Need I say that knee-trembling terror in the present crisis is not my experience? It isn’t, and not because I naively think myself invulnerable. But there is a vast gulf fixed between, and there is an even bigger gulf between believers and those who do not have the confidence of knowing Christ.

The Grace-Truth Continuum

Now, I sometimes think I’m about as sensitive as a rock. On the grace-truth continuum, I skew truthwise. It might even be accurate to say I deal best in abstractions. Grace comes to me laboriously, and sometimes only painfully. When the enthusiastic young man in the prayer meeting potters on interminably about what Jesus did for you and me, I always appreciate the crusty old Scot who interjects, “But laddie, the key trewth ye’re nae graspin’ is that the Laird Jesus pro-pish-iated God the Father!” Aye indeed. There are fewer and fewer of these pedantic (and precise) saints, and their impending departure will diminish us theologically.

• **Data provided**:
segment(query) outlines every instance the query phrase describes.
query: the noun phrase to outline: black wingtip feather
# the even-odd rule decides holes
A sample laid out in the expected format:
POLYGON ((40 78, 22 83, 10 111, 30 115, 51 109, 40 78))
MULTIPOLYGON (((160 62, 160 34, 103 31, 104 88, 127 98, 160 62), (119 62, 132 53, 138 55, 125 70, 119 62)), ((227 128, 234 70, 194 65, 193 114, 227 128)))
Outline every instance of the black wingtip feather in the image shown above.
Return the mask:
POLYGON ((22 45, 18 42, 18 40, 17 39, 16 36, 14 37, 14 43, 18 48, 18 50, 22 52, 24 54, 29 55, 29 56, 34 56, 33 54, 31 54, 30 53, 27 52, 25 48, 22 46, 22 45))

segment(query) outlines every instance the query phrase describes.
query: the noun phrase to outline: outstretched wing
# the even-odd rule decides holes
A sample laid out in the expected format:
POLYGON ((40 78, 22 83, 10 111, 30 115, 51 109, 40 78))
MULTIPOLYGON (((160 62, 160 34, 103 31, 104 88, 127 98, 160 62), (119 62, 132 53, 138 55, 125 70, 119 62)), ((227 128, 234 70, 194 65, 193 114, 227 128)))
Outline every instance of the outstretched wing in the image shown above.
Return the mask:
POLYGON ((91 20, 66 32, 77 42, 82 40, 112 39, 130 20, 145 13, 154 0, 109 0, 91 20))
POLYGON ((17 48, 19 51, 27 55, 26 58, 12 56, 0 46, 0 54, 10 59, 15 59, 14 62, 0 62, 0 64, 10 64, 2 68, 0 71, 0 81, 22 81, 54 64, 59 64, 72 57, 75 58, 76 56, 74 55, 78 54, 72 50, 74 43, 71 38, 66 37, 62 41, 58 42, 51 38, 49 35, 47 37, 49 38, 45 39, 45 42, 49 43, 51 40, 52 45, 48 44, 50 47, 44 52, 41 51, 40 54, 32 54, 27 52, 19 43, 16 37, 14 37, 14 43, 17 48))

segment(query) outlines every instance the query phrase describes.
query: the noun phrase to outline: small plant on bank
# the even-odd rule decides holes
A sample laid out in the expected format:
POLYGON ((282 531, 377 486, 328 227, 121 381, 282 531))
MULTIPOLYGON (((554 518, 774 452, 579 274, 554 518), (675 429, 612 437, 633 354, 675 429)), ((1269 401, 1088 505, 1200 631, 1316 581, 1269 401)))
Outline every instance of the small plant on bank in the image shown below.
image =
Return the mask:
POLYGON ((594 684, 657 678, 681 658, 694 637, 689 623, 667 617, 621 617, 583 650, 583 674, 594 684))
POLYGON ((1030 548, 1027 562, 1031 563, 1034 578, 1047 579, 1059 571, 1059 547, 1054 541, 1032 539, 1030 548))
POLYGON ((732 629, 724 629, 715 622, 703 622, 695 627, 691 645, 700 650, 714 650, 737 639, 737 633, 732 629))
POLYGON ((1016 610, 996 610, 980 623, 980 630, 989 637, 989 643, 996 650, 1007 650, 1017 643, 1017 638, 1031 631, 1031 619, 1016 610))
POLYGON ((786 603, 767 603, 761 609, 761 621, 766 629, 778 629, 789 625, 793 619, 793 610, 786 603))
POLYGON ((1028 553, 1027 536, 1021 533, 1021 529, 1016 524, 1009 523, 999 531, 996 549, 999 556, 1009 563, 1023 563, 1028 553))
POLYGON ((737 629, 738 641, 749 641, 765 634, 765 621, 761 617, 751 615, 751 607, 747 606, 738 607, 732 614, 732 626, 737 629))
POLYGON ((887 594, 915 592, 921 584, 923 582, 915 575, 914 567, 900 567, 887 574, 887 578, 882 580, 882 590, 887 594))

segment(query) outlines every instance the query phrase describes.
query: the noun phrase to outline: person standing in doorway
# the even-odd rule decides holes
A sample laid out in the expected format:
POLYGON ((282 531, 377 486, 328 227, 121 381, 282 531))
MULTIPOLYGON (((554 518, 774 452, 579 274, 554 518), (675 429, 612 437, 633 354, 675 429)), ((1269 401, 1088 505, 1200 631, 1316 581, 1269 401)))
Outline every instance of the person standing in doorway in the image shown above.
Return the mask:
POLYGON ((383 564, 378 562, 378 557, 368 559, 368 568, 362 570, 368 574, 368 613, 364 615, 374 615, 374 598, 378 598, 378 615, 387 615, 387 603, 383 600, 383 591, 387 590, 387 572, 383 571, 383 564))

• **Aim of the exercise**: Quote the stretch of the grace-truth passage above from "Now, I sometimes" through "diminish us theologically.".

• **Solution to this task**:
Now, I sometimes think I’m about as sensitive as a rock. On the grace-truth continuum, I skew truthwise. It might even be accurate to say I deal best in abstractions. Grace comes to me laboriously, and sometimes only painfully. When the enthusiastic young man in the prayer meeting potters on interminably about what Jesus did for you and me, I always appreciate the crusty old Scot who interjects, “But laddie, the key trewth ye’re nae graspin’ is that the Laird Jesus pro-pish-iated God the Father!” Aye indeed. There are fewer and fewer of these pedantic (and precise) saints, and their impending departure will diminish us theologically.